**Exercise objective:** Reproduce verbatim the records below, starting at the line that contains "Give one point for each instance of the mountain slope" and running through the end of the records, both ends included.

**Exercise materials:**

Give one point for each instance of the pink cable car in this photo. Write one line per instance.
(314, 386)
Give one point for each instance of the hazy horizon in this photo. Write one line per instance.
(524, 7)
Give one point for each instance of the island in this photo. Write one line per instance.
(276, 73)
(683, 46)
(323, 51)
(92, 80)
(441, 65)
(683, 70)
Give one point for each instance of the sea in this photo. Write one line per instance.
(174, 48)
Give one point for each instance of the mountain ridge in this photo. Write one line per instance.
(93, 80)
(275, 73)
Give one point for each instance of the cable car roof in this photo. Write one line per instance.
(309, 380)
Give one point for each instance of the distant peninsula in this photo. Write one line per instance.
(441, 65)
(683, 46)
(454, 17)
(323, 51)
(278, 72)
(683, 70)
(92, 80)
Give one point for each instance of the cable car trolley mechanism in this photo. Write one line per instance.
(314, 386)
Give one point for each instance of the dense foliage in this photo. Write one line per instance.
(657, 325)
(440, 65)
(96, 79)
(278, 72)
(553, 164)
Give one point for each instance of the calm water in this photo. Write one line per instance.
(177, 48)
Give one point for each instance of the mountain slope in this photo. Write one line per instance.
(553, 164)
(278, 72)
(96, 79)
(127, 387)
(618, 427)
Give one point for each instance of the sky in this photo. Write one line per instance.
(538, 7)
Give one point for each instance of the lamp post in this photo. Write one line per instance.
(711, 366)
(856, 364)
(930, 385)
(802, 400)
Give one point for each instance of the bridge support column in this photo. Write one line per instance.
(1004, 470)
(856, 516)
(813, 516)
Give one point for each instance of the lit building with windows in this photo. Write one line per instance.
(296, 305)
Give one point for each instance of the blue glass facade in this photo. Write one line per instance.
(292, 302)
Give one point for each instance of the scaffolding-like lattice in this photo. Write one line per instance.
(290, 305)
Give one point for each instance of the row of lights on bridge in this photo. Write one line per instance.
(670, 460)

**Problem solution:**
Give one point for each instance of the mountain slope in this photo. Write one line per instance.
(553, 164)
(278, 72)
(96, 79)
(127, 387)
(618, 427)
Give one point for each instance of the sky in this photo. Write one line per instance.
(538, 7)
Give one point for each instance of the lamp post in this photo. Write one line per instance.
(711, 366)
(856, 364)
(930, 385)
(802, 400)
Give one point for each instance of the bridge support column in this photo. Write one line per instance.
(1004, 470)
(856, 516)
(813, 516)
Give one point for each instance of the lit building with windows in this photo. Write one line per instance.
(296, 305)
Give one point for each instance of the blue glass facade in this photo. Write one line per instance.
(292, 302)
Give one point for each instance of the scaffolding-like lattice in this photo. Write one line per instance.
(290, 305)
Give one point for each instance of the row of lights on bridge in this photo. Write one line per instance.
(670, 460)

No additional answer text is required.